### Required work
Please update the stretch of the listing from the line containing "Batch job spec — class: teapot spout." through the line containing "114, 502, 206, 541" by changing "burlap napkin" to "linen napkin". Return only those lines, with everything else left unchanged.

[Box-labeled dataset extracts]
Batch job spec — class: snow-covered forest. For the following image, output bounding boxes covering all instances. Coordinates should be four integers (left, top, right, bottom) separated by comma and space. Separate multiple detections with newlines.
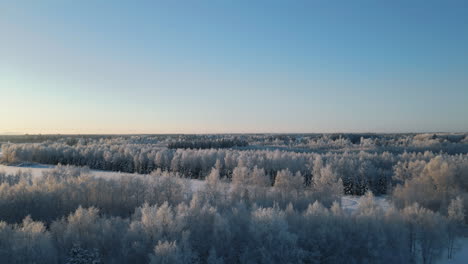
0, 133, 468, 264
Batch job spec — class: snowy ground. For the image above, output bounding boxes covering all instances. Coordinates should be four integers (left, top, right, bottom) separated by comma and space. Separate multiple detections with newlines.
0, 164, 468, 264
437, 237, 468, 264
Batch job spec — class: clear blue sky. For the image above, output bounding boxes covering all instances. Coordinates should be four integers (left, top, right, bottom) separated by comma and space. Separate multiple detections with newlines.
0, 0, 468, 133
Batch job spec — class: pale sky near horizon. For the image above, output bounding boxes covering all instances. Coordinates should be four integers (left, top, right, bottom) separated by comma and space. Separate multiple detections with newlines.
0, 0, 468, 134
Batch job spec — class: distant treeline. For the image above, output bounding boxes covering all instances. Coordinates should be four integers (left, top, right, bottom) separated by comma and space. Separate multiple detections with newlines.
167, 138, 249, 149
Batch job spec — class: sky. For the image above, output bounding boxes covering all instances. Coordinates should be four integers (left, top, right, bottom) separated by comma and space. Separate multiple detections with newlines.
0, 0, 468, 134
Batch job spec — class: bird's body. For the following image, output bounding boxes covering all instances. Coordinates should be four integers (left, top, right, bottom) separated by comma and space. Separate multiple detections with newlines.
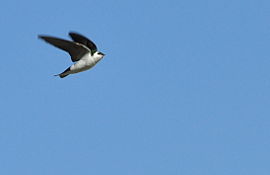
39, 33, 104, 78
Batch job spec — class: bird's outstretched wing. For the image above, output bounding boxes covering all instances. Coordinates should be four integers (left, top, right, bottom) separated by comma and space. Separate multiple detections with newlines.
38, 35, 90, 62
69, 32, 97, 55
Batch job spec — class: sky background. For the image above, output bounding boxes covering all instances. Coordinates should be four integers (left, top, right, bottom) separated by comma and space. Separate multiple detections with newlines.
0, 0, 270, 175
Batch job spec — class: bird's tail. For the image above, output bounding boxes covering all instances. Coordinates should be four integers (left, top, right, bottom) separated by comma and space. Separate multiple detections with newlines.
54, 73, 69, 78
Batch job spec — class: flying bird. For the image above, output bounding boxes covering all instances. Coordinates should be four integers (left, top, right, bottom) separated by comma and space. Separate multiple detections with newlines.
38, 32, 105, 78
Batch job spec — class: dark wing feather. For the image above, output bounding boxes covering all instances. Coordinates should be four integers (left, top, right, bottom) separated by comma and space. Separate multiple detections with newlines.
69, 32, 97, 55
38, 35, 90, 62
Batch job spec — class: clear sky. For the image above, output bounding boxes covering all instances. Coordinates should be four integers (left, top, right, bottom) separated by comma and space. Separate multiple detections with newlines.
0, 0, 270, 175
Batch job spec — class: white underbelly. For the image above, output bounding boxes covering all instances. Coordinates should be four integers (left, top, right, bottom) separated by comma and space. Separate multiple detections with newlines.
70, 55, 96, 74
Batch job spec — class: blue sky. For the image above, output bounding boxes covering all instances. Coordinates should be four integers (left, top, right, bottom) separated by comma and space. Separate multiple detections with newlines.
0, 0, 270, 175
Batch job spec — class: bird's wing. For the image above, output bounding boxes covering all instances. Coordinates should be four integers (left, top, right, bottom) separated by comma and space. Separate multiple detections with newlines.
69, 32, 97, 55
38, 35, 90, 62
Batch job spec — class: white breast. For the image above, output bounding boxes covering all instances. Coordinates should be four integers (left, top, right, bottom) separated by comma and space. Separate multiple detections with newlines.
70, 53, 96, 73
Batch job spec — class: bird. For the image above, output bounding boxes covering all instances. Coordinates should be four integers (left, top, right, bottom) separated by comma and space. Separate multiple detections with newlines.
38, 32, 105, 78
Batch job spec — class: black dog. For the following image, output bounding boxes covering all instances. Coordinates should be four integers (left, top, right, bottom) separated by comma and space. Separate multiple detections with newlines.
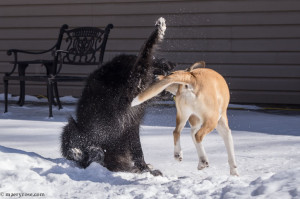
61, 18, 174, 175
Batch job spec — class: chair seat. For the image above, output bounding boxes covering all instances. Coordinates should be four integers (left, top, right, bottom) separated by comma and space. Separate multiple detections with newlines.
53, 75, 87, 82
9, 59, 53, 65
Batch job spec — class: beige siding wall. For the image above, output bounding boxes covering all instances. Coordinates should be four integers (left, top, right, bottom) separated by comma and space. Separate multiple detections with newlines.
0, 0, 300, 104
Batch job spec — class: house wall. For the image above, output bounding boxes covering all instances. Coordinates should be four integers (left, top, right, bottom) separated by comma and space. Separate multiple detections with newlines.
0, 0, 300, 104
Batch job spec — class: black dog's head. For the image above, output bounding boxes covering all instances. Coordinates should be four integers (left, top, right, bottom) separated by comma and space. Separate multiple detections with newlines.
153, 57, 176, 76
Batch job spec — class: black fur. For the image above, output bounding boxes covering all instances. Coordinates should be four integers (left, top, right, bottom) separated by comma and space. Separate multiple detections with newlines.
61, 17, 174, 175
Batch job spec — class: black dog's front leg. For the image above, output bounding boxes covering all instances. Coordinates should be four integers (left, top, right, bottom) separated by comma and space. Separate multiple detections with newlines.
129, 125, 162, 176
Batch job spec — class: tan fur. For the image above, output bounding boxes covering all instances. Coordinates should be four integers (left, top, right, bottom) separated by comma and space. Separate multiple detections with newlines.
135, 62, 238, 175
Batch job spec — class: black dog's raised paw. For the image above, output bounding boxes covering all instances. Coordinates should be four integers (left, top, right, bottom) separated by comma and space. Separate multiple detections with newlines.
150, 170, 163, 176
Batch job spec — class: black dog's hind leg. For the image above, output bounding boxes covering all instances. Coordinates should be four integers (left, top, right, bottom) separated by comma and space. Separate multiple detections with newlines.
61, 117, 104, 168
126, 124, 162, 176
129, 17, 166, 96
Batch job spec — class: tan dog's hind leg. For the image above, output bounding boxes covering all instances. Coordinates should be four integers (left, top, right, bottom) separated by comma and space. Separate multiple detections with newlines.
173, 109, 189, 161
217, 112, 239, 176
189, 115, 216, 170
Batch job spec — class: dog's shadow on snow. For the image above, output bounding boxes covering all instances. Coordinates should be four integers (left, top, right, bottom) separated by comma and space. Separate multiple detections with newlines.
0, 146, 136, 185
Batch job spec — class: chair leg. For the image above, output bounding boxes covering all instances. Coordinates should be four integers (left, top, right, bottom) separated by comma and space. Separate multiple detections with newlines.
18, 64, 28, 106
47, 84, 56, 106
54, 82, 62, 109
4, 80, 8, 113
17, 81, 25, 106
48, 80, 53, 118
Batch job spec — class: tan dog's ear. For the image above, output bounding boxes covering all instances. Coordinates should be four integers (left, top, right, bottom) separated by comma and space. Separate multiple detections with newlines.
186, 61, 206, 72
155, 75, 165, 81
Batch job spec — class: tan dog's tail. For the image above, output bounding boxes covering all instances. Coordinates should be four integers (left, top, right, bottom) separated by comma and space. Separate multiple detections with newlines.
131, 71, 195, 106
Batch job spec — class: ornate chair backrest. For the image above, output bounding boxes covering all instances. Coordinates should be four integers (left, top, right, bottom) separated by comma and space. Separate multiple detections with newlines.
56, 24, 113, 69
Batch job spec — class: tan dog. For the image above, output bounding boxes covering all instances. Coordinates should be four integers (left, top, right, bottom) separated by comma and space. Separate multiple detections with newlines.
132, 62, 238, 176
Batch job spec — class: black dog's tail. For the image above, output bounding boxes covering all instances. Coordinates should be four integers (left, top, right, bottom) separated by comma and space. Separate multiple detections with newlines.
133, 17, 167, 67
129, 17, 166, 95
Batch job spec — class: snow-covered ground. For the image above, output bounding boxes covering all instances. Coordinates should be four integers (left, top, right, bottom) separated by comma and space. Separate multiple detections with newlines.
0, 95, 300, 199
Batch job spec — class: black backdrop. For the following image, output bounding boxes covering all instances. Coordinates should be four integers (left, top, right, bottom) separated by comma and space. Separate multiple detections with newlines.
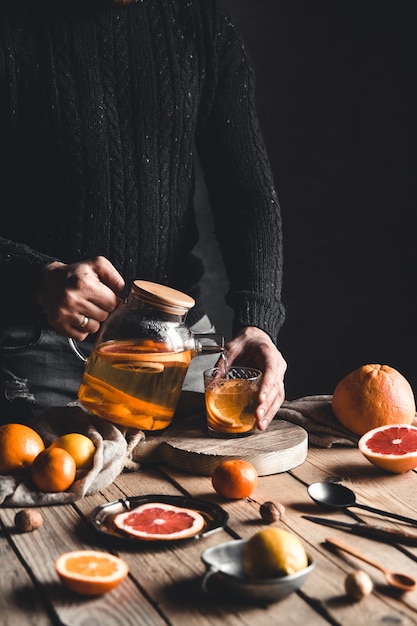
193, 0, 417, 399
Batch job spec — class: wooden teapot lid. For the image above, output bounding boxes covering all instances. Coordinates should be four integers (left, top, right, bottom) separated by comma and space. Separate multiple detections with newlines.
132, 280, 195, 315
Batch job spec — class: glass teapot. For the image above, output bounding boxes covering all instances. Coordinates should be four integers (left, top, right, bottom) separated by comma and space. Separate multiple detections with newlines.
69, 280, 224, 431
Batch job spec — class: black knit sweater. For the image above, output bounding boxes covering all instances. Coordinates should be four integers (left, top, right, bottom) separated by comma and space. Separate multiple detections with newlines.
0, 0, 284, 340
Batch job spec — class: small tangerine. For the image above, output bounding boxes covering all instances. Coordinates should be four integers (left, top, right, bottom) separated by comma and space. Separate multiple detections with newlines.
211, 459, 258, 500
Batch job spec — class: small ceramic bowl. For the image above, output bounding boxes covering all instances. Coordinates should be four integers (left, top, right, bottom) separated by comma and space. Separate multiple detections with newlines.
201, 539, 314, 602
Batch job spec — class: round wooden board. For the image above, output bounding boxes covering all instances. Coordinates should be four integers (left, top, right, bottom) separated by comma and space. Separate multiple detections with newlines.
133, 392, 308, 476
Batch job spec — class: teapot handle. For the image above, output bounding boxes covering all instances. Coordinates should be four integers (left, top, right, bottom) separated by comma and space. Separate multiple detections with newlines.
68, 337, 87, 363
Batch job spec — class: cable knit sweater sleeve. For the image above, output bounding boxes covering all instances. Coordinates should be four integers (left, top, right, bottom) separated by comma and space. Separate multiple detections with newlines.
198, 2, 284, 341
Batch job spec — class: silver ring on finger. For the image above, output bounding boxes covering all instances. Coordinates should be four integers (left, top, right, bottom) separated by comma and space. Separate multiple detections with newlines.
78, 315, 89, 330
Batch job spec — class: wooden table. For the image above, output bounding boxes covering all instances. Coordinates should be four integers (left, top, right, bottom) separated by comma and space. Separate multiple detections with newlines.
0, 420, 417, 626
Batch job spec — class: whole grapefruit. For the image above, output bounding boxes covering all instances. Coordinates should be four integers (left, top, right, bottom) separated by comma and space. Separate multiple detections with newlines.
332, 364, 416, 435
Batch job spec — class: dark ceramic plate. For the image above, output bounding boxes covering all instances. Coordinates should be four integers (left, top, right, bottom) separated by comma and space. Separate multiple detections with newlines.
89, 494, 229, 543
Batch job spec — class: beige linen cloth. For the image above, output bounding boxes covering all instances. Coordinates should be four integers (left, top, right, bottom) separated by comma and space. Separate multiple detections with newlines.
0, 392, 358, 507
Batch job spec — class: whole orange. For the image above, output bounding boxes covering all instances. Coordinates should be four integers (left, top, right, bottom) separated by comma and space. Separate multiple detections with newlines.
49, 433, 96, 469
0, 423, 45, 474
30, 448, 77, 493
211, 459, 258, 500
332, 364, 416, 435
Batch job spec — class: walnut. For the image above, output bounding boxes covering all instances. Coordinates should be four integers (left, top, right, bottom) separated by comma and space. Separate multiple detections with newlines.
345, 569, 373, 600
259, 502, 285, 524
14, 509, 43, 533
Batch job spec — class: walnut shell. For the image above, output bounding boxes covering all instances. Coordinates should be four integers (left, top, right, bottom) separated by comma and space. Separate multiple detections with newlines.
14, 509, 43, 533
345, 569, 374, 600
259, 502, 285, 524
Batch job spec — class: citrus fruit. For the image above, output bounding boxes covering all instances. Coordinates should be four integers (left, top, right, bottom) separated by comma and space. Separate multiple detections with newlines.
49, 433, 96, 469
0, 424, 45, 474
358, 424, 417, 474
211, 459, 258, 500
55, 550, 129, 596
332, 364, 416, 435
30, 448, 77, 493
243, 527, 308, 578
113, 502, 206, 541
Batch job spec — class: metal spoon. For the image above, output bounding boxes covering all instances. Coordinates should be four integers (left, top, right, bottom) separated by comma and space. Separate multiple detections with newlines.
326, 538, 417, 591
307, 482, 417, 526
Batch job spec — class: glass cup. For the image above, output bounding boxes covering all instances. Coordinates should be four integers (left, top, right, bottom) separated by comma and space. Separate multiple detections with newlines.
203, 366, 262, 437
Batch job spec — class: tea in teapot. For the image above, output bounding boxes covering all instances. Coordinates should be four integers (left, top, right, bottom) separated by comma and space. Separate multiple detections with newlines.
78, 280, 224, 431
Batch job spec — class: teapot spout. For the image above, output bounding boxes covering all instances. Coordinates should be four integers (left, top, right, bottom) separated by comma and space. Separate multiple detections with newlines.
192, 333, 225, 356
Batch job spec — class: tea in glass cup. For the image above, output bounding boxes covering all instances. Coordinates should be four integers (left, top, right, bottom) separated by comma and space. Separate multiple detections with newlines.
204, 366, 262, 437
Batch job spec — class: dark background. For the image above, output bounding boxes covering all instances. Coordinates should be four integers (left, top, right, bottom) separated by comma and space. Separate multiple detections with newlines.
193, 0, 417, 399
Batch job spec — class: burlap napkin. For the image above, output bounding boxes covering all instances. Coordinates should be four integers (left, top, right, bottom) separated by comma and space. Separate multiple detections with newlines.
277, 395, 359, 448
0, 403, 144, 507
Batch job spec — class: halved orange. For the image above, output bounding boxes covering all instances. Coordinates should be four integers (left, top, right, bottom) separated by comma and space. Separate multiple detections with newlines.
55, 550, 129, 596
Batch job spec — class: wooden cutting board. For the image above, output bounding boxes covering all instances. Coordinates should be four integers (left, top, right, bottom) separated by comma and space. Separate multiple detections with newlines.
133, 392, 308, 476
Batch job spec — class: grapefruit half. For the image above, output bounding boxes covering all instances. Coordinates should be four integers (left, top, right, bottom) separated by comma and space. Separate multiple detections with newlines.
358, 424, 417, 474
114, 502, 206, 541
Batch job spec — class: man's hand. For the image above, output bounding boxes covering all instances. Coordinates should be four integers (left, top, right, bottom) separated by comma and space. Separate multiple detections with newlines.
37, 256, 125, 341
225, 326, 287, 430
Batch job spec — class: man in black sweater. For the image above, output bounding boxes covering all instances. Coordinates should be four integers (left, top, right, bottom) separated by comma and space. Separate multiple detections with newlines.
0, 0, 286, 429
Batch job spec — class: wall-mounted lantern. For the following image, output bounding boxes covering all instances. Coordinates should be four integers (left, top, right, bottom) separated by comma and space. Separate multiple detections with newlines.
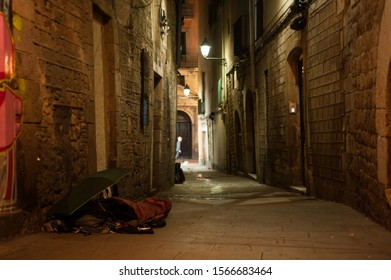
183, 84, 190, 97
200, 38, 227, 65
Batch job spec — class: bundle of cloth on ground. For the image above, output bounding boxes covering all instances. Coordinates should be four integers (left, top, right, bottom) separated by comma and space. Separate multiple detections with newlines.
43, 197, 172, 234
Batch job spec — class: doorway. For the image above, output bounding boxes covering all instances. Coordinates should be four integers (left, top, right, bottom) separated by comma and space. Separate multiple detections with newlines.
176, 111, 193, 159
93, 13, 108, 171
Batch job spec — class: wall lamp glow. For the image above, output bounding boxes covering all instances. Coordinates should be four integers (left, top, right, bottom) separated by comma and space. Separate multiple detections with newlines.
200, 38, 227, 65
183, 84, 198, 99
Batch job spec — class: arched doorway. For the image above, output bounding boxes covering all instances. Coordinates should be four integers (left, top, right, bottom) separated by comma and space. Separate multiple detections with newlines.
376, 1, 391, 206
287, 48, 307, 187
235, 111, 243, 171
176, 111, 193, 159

### Full response
Batch job spec — class: teapot spout. For the image above, output bounding boxes covering all instances. Coordinates should be four integers (left, top, right, bottom) separated by comma and space. Separate multiple detections with newlines.
192, 333, 225, 356
Batch job spec — class: tea in glass cup. For the image above, output bounding boxes covering all instances. Coordinates should be four integers (left, top, right, bottom) separated by comma and space. Separate multiple detections with newlines.
204, 366, 262, 437
Batch job spec — class: dark background. For the image above, output bounding boxes covering all instances. Coordinates should be four integers (left, top, right, bottom) separated by comma and space. Separate multiple detections with newlines.
193, 0, 417, 399
Batch job spec — class: linen napkin. For the image above, output bounding boxes covering all instances. Coordinates should be four integers (left, top, right, bottom) separated by comma and space. Separate multiple detections with newlines.
277, 395, 359, 448
0, 403, 144, 507
Batch job spec — class: halved orange. For the image above, output bounding boxes covering all instances. Coordinates should be four integers (left, top, right, bottom) separated by comma and space. Separate multiple detections with newlines.
55, 550, 129, 596
Batch job spec — class: wooden cutting board. For the image above, output bounding boxes covering all instances. Coordinates should be four integers (left, top, right, bottom) separated by comma and space. Separate multiple detections with newlines.
133, 392, 308, 476
Batch job spec — class: grapefruit half. For the image above, output bounding boxes covering all instances. Coordinates should be four integers (left, top, right, bottom) separated by comma and space. Separate multiple detections with newlines.
358, 424, 417, 474
114, 502, 206, 541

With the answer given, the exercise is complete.